Description of the task: Beginning at the line containing "Which pixel sits on the red", output every line to the end of the data below exactly as it appears.

Stored data:

- - - - -

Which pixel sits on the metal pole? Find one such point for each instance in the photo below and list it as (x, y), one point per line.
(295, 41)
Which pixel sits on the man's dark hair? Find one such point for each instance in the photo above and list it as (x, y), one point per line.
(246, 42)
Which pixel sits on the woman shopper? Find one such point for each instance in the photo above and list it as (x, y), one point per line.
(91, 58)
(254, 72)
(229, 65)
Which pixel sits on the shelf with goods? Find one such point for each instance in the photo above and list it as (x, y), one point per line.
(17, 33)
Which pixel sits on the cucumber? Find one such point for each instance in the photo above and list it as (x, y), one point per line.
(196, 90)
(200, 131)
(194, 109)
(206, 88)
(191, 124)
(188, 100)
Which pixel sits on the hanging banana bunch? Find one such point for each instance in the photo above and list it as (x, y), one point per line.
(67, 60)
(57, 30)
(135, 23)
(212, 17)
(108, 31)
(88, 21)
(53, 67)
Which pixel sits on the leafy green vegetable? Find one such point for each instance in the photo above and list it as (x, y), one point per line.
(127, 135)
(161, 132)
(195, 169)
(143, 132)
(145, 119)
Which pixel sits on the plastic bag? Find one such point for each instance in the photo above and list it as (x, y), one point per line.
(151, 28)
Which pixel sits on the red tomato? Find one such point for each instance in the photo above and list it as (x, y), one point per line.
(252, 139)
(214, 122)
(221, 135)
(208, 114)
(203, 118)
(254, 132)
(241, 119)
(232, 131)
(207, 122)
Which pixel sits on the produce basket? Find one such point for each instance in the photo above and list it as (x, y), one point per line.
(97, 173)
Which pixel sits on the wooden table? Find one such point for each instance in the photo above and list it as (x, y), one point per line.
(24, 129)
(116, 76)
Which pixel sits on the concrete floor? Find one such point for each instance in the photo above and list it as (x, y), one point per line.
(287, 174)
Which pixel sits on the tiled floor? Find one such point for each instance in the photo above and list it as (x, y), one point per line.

- - - - -

Result of this exercise:
Which pixel sits on the red tomato? Find one such point for each instance in the photo above and list it as (x, y), one point per line.
(252, 139)
(214, 122)
(221, 135)
(208, 114)
(203, 118)
(254, 132)
(241, 119)
(232, 131)
(207, 122)
Which pixel sits on the produce basket? Find one such point for each instance in the photo above and list it as (x, y), one point per line.
(97, 173)
Which pixel sits on the wooden table? Find one such point for each instance in the photo above and list it as (x, y), one point per line.
(24, 129)
(116, 76)
Which pixel sits on the concrete floor? Find one such point for each instance in the photo above and list it as (x, y), one point per line.
(287, 174)
Which pixel sits on the tiled floor? Find one such point for each instance in the photo above and list it as (x, y), one point per line.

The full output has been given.